_Assignment_:
I need every line that includes the word "outline" copied from the material.

_Supplied information_:
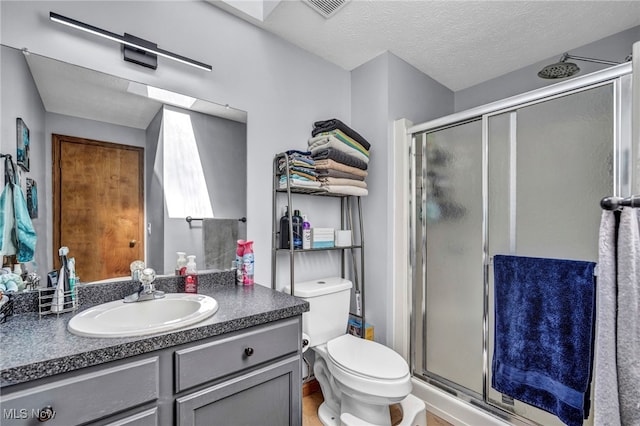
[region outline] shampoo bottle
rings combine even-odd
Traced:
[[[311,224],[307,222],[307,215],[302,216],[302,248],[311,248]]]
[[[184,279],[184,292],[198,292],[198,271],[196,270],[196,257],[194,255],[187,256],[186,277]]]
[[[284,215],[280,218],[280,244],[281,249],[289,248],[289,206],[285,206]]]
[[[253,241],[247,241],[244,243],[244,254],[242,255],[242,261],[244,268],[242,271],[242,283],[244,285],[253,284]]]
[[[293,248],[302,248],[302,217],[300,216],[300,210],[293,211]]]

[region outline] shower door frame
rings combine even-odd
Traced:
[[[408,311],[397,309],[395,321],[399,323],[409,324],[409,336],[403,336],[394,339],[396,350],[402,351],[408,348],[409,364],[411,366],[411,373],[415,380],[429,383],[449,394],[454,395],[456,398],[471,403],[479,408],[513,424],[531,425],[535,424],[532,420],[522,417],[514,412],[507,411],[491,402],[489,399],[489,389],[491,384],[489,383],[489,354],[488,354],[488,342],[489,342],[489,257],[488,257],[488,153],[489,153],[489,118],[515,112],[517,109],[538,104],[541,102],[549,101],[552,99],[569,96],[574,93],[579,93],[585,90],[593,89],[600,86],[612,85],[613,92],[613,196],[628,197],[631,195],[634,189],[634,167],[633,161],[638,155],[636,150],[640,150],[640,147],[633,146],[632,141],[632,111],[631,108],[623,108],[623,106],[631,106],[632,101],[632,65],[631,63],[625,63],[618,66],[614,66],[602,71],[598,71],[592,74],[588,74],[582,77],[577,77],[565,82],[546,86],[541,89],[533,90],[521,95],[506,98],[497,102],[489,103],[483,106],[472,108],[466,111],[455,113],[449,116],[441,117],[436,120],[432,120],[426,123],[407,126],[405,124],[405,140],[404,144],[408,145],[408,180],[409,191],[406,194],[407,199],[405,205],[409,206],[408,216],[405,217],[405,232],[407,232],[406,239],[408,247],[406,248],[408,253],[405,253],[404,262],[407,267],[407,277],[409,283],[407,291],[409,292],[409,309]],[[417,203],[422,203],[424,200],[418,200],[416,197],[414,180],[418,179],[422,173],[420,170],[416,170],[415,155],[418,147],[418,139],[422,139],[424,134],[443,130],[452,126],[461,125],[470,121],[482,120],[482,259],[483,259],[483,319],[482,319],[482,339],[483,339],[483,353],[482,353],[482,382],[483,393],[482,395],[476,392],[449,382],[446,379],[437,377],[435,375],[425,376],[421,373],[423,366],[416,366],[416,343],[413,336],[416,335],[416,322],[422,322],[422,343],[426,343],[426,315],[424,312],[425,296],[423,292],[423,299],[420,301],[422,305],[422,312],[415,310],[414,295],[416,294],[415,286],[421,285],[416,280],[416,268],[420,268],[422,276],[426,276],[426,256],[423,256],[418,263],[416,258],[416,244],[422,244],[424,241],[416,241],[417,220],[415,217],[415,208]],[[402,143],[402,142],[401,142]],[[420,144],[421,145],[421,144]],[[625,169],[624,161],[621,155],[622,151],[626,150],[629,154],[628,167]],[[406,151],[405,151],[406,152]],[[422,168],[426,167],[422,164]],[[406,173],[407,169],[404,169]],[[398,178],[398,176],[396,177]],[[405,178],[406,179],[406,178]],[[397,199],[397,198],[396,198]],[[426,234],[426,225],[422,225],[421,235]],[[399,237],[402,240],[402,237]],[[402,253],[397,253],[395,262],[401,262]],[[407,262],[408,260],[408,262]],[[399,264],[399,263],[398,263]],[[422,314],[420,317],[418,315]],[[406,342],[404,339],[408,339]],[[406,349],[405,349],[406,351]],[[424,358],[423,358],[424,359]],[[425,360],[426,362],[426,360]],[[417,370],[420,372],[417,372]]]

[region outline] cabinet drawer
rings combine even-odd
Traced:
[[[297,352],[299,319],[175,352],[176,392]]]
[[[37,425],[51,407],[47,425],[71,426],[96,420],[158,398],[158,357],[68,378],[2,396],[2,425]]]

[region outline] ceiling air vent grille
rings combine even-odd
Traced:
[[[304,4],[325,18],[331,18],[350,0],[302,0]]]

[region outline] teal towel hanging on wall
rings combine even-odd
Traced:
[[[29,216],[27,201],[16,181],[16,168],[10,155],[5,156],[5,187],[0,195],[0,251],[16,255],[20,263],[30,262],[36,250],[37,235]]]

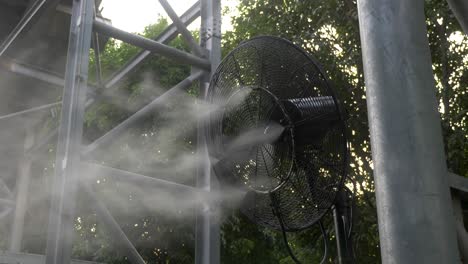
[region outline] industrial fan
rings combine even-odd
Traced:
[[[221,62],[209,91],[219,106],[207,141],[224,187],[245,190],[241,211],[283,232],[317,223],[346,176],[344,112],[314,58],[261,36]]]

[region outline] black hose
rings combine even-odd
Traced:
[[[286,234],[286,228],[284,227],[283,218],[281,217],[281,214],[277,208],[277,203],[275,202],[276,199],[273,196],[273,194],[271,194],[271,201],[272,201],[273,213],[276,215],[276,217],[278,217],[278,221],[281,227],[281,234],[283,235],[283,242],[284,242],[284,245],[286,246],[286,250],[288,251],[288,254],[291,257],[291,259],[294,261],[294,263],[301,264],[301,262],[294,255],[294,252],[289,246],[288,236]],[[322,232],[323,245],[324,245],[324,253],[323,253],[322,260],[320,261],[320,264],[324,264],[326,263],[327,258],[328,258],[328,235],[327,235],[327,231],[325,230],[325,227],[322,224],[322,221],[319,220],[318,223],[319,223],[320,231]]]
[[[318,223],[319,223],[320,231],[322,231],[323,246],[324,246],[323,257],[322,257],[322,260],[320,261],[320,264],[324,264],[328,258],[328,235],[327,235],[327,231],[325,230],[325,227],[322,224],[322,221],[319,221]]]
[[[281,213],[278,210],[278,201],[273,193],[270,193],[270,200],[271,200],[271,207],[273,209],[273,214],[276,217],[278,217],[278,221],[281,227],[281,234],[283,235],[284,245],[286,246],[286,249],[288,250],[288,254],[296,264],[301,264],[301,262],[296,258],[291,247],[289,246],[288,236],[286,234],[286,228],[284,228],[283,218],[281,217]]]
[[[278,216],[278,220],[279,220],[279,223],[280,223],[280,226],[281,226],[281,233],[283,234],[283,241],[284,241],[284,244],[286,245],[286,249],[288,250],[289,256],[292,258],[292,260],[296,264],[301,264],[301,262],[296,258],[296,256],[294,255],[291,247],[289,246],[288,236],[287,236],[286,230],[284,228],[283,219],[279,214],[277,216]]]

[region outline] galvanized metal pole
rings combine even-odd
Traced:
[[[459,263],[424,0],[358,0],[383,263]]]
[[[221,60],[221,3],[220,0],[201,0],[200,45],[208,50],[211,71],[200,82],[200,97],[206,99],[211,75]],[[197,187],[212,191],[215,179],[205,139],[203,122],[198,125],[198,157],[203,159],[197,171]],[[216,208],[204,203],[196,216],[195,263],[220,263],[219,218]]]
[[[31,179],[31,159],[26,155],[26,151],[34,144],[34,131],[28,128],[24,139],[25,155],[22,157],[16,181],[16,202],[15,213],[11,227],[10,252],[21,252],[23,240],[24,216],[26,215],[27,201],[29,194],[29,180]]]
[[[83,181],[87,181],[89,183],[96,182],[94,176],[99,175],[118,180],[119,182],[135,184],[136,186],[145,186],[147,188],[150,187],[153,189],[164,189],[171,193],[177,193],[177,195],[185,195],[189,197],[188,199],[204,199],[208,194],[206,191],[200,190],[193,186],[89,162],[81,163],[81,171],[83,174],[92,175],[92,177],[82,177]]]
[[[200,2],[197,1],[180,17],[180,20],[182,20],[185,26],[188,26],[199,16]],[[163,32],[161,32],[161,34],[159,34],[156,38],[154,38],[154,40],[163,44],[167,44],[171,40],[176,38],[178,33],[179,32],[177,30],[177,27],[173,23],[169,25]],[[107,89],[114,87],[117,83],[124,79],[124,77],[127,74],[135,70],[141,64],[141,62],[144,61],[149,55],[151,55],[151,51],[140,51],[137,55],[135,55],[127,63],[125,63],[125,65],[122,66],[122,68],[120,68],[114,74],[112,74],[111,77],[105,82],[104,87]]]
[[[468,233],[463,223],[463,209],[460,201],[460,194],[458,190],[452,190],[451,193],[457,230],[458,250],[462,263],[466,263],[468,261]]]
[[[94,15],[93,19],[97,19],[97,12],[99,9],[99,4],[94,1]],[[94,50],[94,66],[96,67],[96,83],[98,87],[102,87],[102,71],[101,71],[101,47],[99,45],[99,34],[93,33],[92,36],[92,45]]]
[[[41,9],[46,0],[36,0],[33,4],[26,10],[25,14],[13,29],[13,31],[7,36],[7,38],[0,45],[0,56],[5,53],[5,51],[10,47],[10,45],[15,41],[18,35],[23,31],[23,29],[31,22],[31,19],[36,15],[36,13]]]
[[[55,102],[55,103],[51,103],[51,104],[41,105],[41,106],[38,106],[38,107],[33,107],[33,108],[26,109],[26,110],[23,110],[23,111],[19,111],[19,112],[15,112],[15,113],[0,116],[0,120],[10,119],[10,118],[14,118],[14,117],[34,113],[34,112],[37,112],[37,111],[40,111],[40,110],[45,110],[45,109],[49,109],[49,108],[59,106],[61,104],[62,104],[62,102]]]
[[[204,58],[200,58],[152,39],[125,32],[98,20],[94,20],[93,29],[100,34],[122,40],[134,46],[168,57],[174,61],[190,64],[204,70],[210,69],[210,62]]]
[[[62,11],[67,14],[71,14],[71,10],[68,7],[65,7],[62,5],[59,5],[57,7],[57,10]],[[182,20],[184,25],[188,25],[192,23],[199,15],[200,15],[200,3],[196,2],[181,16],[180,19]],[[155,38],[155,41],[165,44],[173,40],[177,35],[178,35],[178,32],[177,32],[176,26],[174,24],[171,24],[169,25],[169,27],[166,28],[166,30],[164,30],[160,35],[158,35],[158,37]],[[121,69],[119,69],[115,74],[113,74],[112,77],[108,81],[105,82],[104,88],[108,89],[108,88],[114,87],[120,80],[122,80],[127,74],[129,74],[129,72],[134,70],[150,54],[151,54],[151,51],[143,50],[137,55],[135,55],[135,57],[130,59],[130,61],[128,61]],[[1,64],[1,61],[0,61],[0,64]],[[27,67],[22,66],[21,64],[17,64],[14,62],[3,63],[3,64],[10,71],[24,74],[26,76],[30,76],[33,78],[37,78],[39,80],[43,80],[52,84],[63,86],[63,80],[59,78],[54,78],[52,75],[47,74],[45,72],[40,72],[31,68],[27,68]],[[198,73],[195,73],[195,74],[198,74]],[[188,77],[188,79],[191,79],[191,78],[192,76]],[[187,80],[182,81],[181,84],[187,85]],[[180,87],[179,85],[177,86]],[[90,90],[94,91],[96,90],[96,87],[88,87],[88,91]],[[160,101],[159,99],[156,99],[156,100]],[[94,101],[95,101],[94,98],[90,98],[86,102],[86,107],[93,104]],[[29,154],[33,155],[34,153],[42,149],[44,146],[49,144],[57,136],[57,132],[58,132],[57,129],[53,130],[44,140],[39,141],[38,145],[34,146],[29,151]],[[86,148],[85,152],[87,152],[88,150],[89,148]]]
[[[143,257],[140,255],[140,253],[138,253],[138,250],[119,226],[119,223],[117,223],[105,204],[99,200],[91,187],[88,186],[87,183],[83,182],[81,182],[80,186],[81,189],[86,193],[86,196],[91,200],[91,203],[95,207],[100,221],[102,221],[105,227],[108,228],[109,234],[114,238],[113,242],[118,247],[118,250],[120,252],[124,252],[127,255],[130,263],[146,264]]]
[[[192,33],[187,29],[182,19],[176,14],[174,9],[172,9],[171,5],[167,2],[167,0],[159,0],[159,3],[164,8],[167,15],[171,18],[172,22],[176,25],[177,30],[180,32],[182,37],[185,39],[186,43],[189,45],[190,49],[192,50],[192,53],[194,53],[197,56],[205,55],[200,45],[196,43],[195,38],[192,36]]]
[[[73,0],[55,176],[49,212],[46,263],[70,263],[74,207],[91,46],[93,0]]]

_Written reply_:
[region outline] shampoo bottle
[region outline] shower door frame
[region outline] cabinet drawer
[region outline] ceiling air vent grille
[region outline] teal towel hanging on wall
[region outline] industrial fan
[region outline] black hose
[region outline] galvanized metal pole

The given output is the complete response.